━━━━━ PASSAGE TO READ

Eight Lipscomb University alumni work at Faith Family today and countless other have worked, volunteered or learned skills at the clinic during its history.
With Uroza on-site at the clinic 20 hours a week, the program serves about 300 patients per quarter and has provided around $4 million dollars’ worth of free medications to its patients annually since 2020, she said. Uroza expects to provide up to $5 million in medications in 2025.
Uroza and Lipscomb student pharmacists handle the complex application process for patients, thus simplifying the process and reducing denials by the companies, said Uroza.
“Sarah’s work is incredibly important in a patient population that often struggles with language and communication barriers,” said Panovec. “It’s great for patients to get their needed medications, but if they don’t know how to use them, it doesn’t do them any good. It’s important to have someone to sit down with patients and explain how to use medications.”
Uroza and student-pharmacists also hold one-on-one consultations with patients at Faith Family’s Chronic Disease Days, an event held several times a year to gather providers related to diabetes or hypertension to create a "one-stop-shop" for checkups, retinal evaluations, wound care, blood work, pharmacy services and nutrition and exercise counseling.

━━━━━━━━━━
━━━━━ DATA LISTING

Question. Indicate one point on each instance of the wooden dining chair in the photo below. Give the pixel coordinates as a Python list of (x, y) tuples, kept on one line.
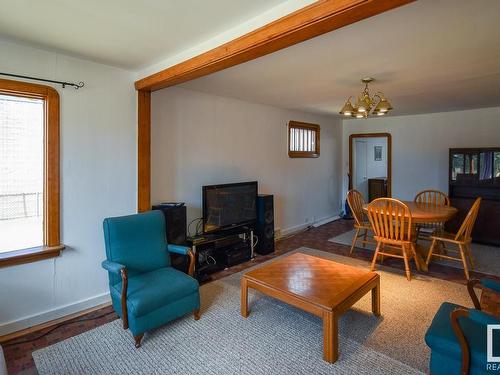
[(431, 198), (361, 223), (392, 223), (462, 239)]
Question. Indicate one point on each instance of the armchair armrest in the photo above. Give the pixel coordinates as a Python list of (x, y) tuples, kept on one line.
[(483, 318), (475, 315), (464, 346), (178, 249), (112, 267), (183, 250), (120, 269), (491, 284), (486, 283)]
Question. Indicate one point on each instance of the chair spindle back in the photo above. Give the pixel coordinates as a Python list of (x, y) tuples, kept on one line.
[(391, 219), (465, 231), (432, 197)]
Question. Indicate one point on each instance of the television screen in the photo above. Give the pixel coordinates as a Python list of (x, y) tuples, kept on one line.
[(229, 205)]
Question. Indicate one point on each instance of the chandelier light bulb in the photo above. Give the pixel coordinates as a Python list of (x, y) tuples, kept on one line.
[(365, 103)]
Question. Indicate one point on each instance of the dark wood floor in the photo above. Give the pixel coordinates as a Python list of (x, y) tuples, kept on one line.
[(18, 352)]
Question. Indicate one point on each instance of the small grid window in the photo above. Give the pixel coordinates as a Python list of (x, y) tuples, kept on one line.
[(303, 140)]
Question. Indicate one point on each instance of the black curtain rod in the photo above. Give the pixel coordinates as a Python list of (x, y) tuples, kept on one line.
[(77, 86)]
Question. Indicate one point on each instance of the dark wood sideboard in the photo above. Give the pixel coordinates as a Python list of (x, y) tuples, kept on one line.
[(475, 172)]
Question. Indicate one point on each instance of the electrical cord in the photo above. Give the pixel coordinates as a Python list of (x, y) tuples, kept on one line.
[(56, 327), (255, 242), (199, 219)]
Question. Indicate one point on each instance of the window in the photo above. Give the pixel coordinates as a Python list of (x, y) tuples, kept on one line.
[(303, 140), (29, 172)]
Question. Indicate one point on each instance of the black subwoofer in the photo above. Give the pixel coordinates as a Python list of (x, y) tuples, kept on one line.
[(264, 228), (175, 223)]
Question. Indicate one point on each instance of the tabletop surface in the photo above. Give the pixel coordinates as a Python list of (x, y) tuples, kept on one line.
[(421, 212), (313, 279)]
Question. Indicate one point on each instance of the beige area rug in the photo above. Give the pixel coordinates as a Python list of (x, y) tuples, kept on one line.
[(486, 258), (275, 339)]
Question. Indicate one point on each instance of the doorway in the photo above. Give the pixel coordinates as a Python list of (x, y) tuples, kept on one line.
[(370, 164)]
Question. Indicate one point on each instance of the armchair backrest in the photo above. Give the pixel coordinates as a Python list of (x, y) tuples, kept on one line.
[(136, 241)]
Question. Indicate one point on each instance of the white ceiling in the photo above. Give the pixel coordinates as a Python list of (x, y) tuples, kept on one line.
[(428, 56), (125, 33)]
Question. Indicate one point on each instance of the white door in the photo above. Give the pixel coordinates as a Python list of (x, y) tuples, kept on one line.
[(360, 168)]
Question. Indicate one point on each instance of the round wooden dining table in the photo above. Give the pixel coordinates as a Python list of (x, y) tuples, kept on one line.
[(425, 213)]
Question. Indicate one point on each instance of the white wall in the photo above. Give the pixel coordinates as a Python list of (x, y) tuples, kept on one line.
[(98, 179), (421, 143), (201, 139)]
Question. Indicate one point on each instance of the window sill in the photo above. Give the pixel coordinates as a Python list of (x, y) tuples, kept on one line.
[(33, 254)]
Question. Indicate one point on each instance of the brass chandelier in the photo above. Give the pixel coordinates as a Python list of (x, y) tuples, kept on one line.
[(366, 104)]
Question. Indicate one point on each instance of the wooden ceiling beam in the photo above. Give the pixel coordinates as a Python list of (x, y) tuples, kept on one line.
[(318, 18)]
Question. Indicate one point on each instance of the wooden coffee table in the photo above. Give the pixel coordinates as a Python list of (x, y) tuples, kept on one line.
[(316, 285)]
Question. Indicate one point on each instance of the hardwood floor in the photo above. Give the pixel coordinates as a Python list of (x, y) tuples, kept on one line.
[(18, 351)]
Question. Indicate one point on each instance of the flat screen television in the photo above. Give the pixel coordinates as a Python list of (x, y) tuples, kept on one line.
[(229, 205)]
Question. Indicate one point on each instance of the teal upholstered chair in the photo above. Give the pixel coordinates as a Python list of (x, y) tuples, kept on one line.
[(457, 336), (145, 290)]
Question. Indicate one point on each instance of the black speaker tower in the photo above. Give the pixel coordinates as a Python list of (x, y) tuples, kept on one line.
[(175, 221), (264, 229)]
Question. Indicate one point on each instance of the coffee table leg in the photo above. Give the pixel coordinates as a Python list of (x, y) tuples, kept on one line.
[(330, 337), (244, 297), (376, 298)]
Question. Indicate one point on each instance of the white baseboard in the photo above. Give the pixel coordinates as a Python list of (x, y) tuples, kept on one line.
[(59, 312), (62, 311), (317, 223), (326, 220)]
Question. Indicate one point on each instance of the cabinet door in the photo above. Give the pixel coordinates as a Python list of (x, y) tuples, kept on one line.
[(457, 165), (485, 167), (496, 167)]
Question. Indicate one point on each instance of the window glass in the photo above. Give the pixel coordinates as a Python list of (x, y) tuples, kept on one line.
[(496, 165), (21, 171), (457, 166)]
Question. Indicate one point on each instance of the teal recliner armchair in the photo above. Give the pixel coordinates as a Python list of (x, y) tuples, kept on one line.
[(457, 336), (145, 290)]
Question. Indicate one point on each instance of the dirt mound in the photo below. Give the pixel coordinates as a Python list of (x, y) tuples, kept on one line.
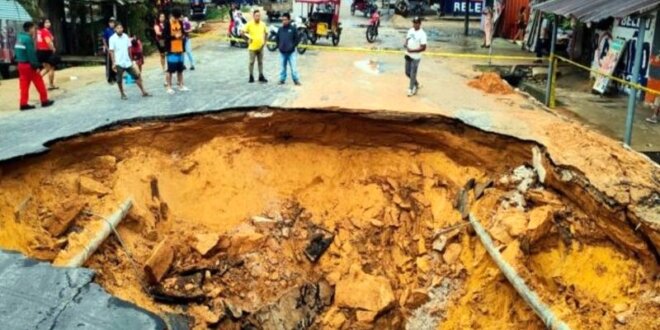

━━━━━━━━━━

- **EXERCISE DESCRIPTION**
Decide whether each statement agrees with the Faith Family clinic text, answering yes or no and quoting the deciding words: (a) Uroza is on-site at the clinic 20 hours a week. (b) Chronic Disease Days are held once a year. (c) Six Lipscomb University alumni work at Faith Family today. This material was taken from a separate source.

- **EXERCISE RESPONSE**
(a) Yes: "With Uroza on-site at the clinic 20 hours a week"
(b) No: "an event held several times a year"
(c) No: "Eight Lipscomb University alumni work at Faith Family today"